**Source records:**
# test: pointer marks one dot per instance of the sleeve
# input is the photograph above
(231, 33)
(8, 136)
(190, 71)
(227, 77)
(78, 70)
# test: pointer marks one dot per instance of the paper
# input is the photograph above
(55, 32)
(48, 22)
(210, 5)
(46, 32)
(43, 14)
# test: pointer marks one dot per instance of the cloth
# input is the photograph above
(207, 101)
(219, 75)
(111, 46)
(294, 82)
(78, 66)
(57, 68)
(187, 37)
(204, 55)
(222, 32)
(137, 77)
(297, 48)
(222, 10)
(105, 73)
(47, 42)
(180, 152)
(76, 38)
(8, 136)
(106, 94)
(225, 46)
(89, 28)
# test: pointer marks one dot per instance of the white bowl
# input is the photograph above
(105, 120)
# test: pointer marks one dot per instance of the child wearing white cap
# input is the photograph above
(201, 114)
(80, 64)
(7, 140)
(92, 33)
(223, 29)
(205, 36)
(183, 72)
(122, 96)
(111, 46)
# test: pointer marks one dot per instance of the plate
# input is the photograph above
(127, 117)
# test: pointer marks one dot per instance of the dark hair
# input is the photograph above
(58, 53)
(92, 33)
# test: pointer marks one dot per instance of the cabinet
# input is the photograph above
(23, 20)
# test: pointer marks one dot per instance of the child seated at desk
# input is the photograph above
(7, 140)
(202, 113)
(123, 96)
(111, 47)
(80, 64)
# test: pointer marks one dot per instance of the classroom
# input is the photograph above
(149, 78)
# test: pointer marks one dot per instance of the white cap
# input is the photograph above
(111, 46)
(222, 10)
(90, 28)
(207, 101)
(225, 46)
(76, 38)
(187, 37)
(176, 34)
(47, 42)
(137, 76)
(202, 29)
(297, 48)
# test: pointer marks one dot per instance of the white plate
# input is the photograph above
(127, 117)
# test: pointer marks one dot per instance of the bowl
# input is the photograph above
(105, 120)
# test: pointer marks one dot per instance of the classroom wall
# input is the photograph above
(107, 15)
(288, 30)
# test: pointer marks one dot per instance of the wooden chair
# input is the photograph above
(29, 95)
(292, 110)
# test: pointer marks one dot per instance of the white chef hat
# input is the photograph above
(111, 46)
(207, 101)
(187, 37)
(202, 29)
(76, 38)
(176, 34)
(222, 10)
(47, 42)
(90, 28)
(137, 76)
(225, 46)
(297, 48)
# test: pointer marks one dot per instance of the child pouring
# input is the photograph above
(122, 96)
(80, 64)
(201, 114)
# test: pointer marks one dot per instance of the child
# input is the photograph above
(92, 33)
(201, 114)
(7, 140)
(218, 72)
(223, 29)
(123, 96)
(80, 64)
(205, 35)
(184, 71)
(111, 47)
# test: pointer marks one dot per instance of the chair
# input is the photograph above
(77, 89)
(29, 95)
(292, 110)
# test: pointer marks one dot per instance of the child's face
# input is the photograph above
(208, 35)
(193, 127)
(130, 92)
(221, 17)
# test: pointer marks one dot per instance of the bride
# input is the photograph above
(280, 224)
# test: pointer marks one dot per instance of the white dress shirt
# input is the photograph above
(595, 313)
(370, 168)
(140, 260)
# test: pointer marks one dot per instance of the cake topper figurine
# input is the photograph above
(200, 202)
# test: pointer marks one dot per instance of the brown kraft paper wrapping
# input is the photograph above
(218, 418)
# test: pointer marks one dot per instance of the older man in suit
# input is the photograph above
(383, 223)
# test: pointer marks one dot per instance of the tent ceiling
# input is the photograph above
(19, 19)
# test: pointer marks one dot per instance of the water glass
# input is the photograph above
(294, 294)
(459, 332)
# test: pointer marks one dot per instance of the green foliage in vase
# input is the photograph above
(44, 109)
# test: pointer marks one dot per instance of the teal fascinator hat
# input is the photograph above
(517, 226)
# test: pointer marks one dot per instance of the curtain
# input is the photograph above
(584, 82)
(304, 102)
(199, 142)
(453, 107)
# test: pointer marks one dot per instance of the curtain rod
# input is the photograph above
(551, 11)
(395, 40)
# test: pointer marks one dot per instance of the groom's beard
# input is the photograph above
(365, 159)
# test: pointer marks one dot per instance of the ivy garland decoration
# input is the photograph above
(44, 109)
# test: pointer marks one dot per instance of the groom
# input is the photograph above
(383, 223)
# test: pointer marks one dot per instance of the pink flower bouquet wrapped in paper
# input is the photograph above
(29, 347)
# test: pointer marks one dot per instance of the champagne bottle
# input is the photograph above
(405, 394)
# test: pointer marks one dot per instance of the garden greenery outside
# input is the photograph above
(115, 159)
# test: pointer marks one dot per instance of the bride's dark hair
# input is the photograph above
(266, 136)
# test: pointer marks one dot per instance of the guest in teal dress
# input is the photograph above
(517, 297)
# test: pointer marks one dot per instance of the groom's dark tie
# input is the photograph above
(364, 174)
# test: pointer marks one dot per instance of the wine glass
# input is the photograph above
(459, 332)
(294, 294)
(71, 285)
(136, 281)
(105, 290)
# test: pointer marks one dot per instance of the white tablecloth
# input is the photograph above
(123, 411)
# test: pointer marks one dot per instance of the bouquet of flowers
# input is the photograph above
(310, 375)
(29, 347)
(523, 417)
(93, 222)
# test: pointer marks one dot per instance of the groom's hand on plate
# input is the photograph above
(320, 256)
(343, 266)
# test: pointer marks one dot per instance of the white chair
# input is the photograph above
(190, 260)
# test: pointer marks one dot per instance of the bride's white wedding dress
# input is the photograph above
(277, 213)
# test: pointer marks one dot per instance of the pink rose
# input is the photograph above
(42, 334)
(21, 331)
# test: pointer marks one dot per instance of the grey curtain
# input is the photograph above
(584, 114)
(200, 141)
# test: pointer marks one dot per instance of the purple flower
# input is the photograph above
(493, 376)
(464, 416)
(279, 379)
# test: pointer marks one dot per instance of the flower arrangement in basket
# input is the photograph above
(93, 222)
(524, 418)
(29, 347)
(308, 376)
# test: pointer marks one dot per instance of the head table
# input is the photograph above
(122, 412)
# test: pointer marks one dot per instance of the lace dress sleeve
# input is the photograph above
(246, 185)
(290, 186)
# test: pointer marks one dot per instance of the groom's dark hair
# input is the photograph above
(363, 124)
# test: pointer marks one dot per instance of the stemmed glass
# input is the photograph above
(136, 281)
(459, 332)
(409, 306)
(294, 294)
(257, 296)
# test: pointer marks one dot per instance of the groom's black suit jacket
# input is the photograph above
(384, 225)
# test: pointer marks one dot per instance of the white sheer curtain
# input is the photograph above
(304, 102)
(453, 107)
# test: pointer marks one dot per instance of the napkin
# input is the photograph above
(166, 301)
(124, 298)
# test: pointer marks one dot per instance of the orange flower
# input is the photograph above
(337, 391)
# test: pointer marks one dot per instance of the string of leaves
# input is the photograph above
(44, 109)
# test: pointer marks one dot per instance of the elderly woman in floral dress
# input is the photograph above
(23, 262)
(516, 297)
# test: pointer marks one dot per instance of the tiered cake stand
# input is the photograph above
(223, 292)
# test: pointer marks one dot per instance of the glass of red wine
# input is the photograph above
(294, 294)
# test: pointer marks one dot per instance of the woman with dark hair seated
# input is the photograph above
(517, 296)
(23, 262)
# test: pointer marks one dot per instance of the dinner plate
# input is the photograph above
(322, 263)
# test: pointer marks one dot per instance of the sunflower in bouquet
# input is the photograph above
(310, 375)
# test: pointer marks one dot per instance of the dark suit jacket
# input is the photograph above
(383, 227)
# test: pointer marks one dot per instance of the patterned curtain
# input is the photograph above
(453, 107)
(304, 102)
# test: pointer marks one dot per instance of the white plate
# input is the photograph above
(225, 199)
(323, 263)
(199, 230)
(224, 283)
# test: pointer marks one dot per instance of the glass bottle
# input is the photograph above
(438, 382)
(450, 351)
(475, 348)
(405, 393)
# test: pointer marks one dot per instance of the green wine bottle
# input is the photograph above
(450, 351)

---

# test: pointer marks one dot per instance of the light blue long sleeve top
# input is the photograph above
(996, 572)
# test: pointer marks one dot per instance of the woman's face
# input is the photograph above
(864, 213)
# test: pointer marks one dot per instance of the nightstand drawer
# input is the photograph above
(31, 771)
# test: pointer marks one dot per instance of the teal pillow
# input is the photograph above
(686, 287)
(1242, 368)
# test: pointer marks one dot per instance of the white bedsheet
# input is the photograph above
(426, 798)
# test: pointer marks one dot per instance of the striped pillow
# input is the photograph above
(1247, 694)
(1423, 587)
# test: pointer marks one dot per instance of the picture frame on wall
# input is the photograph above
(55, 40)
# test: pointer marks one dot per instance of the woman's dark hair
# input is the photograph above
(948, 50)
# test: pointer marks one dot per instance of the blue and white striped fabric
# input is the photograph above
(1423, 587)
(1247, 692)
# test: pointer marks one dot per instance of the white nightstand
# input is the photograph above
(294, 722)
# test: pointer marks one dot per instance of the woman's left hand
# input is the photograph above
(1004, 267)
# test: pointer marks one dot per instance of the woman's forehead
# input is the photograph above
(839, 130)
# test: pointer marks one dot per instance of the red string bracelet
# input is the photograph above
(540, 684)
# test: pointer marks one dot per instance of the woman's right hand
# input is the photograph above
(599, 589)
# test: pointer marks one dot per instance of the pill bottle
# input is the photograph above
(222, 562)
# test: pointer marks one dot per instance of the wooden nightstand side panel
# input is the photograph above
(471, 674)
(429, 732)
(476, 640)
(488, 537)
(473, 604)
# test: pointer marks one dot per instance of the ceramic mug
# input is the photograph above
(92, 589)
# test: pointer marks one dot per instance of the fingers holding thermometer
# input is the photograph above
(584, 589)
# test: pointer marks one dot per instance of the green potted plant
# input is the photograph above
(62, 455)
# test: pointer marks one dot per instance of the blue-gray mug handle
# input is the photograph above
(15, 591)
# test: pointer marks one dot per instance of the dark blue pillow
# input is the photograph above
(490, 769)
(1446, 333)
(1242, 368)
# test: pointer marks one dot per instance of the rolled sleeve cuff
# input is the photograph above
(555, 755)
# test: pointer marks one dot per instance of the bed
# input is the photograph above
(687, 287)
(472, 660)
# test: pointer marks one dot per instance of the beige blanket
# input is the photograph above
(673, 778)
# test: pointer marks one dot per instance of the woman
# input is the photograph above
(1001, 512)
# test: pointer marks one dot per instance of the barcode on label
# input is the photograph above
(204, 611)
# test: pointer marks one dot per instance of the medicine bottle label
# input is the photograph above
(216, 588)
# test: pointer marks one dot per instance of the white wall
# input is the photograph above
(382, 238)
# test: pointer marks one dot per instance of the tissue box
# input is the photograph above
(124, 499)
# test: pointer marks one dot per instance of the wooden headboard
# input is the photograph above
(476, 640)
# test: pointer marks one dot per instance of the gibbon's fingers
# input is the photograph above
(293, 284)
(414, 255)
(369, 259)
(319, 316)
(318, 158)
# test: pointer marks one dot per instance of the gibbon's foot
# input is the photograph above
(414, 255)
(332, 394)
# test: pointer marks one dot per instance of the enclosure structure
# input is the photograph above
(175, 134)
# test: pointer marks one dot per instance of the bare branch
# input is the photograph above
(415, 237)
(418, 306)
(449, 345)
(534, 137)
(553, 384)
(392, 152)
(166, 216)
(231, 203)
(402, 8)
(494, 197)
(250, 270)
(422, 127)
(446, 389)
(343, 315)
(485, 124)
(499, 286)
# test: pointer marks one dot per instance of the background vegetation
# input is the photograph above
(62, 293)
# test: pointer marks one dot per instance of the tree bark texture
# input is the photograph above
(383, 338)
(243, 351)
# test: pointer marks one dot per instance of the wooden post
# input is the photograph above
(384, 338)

**Job:**
Collect each line in the records above that contains the word "nightstand".

**Exercise answer:**
# test: pointer marks one dot per instance of the nightstand drawer
# test: pointer marks one dot per instance of the white nightstand
# test: pointer marks one dot per instance of the wooden nightstand side panel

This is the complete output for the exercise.